__WHAT THIS TASK INVOLVES__:
Please copy each line below that contains the word "horse".
====== DATA IN THIS EXERCISE
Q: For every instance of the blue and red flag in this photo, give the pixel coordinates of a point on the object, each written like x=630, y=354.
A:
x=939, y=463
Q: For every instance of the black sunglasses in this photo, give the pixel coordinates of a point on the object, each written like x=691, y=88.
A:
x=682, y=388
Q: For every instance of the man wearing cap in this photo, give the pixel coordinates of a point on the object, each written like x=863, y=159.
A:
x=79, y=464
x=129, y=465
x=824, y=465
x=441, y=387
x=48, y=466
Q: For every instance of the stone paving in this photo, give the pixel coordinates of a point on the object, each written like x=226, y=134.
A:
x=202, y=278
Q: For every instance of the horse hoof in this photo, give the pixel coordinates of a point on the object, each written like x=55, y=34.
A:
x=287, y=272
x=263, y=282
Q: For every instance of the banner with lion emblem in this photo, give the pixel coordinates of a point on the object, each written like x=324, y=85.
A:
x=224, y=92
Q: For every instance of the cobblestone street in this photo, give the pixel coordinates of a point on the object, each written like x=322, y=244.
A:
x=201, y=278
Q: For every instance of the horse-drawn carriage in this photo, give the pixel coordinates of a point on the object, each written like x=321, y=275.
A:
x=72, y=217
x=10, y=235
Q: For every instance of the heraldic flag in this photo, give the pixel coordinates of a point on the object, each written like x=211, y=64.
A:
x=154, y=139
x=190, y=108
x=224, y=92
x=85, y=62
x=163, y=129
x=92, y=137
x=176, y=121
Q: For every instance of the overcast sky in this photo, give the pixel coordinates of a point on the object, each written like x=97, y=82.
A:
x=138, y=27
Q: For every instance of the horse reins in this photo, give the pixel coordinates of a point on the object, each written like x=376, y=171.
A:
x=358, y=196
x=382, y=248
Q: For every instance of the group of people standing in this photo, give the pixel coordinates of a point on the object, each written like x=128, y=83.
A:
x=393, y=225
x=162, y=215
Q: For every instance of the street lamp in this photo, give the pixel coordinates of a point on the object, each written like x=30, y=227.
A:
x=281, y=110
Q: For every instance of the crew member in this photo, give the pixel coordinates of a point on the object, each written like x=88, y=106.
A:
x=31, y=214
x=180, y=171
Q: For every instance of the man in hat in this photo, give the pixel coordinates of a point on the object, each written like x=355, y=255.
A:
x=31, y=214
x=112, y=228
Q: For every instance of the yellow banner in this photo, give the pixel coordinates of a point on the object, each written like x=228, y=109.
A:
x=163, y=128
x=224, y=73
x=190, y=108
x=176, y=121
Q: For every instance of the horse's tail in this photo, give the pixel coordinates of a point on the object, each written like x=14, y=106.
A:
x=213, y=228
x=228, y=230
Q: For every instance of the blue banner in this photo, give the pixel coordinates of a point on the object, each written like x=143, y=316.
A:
============
__ANSWER TO THE PROBLEM__:
Q: For every instance of the horse hoof in this photo, give the pixel coordinates of a point on the object, each written like x=55, y=34.
Q: For every instance of the horse-drawn carriage in this photo, give the pixel coordinates of a point on the object, each written like x=321, y=275.
Q: For every instance of the horse reins in this photo, give the pixel coordinates of a point on the object, each written like x=376, y=171.
Q: For every instance of the horse's tail in this photo, give the pixel coordinates of a point on the object, each written like x=14, y=106.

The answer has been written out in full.